*What you should do*
Say how many lines in the entries hold the word "player", and reply with that number only.

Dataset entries
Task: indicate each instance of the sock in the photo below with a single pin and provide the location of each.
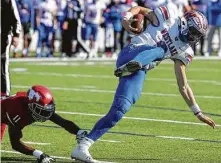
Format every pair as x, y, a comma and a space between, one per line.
25, 51
86, 143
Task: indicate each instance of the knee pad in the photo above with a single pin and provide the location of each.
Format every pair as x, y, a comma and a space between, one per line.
121, 104
119, 107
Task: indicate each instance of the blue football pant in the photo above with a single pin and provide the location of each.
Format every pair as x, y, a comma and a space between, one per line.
129, 88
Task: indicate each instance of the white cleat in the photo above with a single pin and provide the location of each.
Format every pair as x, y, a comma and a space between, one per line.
82, 154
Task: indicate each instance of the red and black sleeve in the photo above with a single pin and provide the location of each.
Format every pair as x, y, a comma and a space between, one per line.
15, 135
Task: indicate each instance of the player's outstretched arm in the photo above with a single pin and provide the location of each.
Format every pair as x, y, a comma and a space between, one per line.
69, 126
15, 135
186, 92
128, 17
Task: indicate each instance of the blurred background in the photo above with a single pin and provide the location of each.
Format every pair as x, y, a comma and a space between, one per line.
92, 28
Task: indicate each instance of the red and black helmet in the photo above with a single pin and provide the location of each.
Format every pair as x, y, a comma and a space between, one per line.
41, 103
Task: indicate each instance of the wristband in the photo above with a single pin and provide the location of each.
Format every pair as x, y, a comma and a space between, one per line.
37, 153
195, 108
128, 15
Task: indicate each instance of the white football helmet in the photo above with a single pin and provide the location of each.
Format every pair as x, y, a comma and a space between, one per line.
194, 25
41, 103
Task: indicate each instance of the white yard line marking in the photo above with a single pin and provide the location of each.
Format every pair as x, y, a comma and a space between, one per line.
15, 152
58, 157
172, 137
112, 92
110, 141
112, 77
37, 143
136, 118
102, 60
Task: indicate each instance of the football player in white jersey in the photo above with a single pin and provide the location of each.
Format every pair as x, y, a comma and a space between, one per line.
168, 36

*Solution to the problem*
2